--- Material for this task ---
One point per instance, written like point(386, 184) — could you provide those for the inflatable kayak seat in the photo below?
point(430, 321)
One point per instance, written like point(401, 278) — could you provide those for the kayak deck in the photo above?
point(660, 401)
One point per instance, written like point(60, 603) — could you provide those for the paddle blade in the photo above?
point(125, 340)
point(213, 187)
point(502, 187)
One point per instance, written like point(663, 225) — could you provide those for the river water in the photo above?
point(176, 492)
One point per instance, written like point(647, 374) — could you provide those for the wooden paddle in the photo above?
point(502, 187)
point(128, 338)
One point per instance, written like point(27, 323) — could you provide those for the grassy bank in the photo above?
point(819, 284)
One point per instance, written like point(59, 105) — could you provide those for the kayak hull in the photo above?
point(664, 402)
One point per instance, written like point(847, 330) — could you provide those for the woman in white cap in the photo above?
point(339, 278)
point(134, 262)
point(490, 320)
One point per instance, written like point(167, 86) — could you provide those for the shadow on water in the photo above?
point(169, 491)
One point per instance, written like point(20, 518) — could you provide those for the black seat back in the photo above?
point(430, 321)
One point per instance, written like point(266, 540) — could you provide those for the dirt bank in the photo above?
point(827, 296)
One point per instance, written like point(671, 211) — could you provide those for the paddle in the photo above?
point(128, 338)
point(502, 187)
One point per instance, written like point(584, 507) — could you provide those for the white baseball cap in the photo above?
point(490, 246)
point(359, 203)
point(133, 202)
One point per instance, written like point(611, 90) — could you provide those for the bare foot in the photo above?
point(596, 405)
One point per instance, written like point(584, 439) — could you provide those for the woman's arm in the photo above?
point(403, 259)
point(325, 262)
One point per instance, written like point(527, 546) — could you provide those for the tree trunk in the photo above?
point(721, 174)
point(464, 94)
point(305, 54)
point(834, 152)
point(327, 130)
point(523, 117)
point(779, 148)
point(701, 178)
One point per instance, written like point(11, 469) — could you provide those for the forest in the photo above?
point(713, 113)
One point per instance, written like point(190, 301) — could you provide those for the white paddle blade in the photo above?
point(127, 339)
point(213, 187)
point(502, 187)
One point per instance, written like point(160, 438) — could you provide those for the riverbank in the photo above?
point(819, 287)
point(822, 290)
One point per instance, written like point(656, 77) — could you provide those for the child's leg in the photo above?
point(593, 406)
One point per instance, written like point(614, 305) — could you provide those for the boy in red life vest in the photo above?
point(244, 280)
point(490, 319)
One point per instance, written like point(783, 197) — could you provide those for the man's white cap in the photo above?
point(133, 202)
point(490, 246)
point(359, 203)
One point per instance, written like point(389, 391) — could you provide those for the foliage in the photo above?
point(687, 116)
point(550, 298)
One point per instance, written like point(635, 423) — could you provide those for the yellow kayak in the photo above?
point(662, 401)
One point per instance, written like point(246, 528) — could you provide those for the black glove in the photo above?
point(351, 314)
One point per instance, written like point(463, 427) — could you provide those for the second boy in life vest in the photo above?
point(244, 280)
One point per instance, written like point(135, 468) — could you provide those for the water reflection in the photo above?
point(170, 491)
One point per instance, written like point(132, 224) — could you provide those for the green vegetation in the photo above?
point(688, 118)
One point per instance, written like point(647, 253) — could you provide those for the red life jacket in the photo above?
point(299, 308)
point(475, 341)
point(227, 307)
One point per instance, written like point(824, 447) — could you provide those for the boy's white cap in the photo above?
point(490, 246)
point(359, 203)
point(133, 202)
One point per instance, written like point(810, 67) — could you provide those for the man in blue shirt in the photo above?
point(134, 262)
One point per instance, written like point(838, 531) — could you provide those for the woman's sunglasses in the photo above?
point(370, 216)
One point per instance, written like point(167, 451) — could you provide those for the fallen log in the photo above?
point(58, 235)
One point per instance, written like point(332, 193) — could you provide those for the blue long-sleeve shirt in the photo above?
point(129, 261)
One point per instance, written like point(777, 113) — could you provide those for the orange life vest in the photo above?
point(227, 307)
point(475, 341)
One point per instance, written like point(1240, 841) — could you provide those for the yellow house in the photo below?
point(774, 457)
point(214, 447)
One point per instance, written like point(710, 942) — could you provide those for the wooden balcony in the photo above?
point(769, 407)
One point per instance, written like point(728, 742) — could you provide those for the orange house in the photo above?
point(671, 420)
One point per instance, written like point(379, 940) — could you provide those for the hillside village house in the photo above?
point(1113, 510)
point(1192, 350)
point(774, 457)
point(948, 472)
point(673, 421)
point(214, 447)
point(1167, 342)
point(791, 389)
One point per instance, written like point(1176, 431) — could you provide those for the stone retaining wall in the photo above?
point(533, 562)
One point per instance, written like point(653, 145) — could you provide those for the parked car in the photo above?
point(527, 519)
---
=== Exercise instructions ===
Lay out all the rows above as a two-column CSV with the header label_text,points, giving one CSV line per row. Put each row's text under label_text and its full answer under points, each in a single quoted field, with line breaks replaced by spaces.

=== Output of the task ===
label_text,points
"One point per instance, written like point(386, 184) — could you provide those for the inflatable kayak seat in the photo below?","point(430, 321)"
"One point per instance, written like point(401, 278) — could you provide those for the kayak deck in the photo above?","point(660, 401)"
"One point per instance, written like point(60, 603) — could you provide those for the paddle blade in the photo above?","point(125, 340) point(213, 187) point(502, 187)"
"One point per instance, written like point(663, 225) — could you provide those for the river water in the photo above?","point(176, 492)"
"One point per instance, written like point(647, 374) — could you provide those for the wooden paddle in the photo above?","point(502, 187) point(128, 338)"
"One point per instance, written like point(27, 323) — could you provide those for the grassy bank in the photo above?","point(819, 284)"
"One point per instance, written like point(59, 105) — could you provide those for the kayak hull in the photo above?","point(664, 402)"
"One point per instance, written like point(847, 330) — could you provide those for the woman in white cap in the photo above?","point(339, 278) point(134, 262) point(490, 320)"
"One point per instance, written like point(167, 86) — could you provide those for the shadow on water in the photo above?","point(169, 491)"
"One point per instance, written like point(20, 518) — could you provide those for the black seat back in the photo above?","point(430, 321)"
"One point per instance, written like point(266, 540) — could you provide those for the dirt bank in the photo above?","point(827, 296)"
"One point per instance, written like point(671, 211) — could you provide those for the paddle in the photo above?","point(128, 338) point(502, 187)"
"One point per instance, written like point(584, 507) — could you provide those for the white baseball cap in the photo above?","point(490, 246) point(359, 203) point(133, 202)"
"One point per instance, written like point(611, 90) — could you provide those for the bare foot in the photo above?","point(596, 405)"
"One point per instance, written like point(584, 439) — could you provide those for the woman's arm in the photo above?","point(403, 259) point(325, 262)"
"One point per instance, written like point(527, 546) — could you provide those for the tree trunk in the photo above?","point(721, 174) point(464, 94) point(305, 54) point(834, 152) point(327, 130) point(523, 117) point(779, 148) point(701, 178)"
"One point per instance, written like point(11, 469) — could you provide those for the forest in the photo above?","point(713, 113)"
"One point per instance, written like point(190, 301) — could you provide those for the white paddle blade in the photo above?","point(127, 339) point(213, 187) point(502, 187)"
"One point per instance, written like point(160, 438) — could you provide those for the riverbank in the photo above?","point(819, 287) point(822, 290)"
"One point per instance, written like point(656, 77) — could you provide those for the child's leg in the photo above?","point(593, 406)"
"One point per instance, written like point(614, 305) — could you provide those for the boy in red life vest in the photo above?","point(244, 280) point(490, 319)"
"One point per instance, written like point(783, 197) — could you provide those for the man's white cap in the photo above?","point(133, 202) point(490, 246) point(359, 203)"
"One point per instance, written like point(389, 391) — could you provide those for the foliage in the photo above?","point(687, 116) point(550, 298)"
"One point per instance, written like point(635, 423) — could you provide those for the yellow kayak in the photo above?","point(662, 401)"
"One point per instance, written like point(246, 528) — could you provide those for the black glove in the photo above?","point(351, 314)"
"One point per instance, written like point(463, 427) — could you provide those for the second boy in life vest in the photo above?","point(244, 280)"
"One point per instance, written like point(135, 468) — could you provide those for the water reflection in the photo above?","point(170, 491)"
"One point per instance, written like point(132, 224) — could you provide those for the green vegetation in the photo above?","point(688, 118)"
"One point per instance, written like point(647, 253) — could you provide those for the red life jacket in the photo above?","point(299, 308) point(475, 341) point(227, 307)"
"One point per instance, written like point(824, 447) — could you provide those for the boy's white cap in the photo above?","point(490, 246) point(359, 203) point(133, 202)"
"One point per instance, written like point(810, 67) — could you provide those for the man in blue shirt in the photo above?","point(134, 262)"
"One point per instance, written like point(838, 531) — could you provide those for the woman's sunglasses in the photo above?","point(370, 216)"
"One point per instance, written like point(167, 451) — could you provide those for the fallen log in the photo above?","point(58, 235)"
"One point per instance, written like point(332, 193) — could you provide those for the blue long-sleeve shirt in the photo above?","point(129, 261)"
"One point per instance, written like point(777, 113) — could you provide those for the orange life vest in the photo above?","point(227, 307) point(475, 341)"
"One point per instance, written like point(1240, 841) — could you provide those for the yellow house in the photo below?","point(774, 457) point(214, 447)"
"One point per instance, written like point(710, 942) — could you provide those for the wooden balcony in the photo above?","point(769, 407)"
"One point per instance, written like point(728, 742) — could you provide those for the orange house in the photo above?","point(671, 420)"
"One point per instance, written like point(379, 940) — could you provide those for the hillside village house in the photo above?","point(1113, 510) point(1192, 350) point(774, 457) point(948, 472) point(673, 421) point(214, 447) point(1167, 342) point(791, 389)"
"One point per instance, written like point(1176, 431) — could you provide those for the stone retaining wall in the photo above?","point(533, 562)"
"One point per instance, written like point(653, 145) — could you provide those for the parked car in the photo above?","point(527, 519)"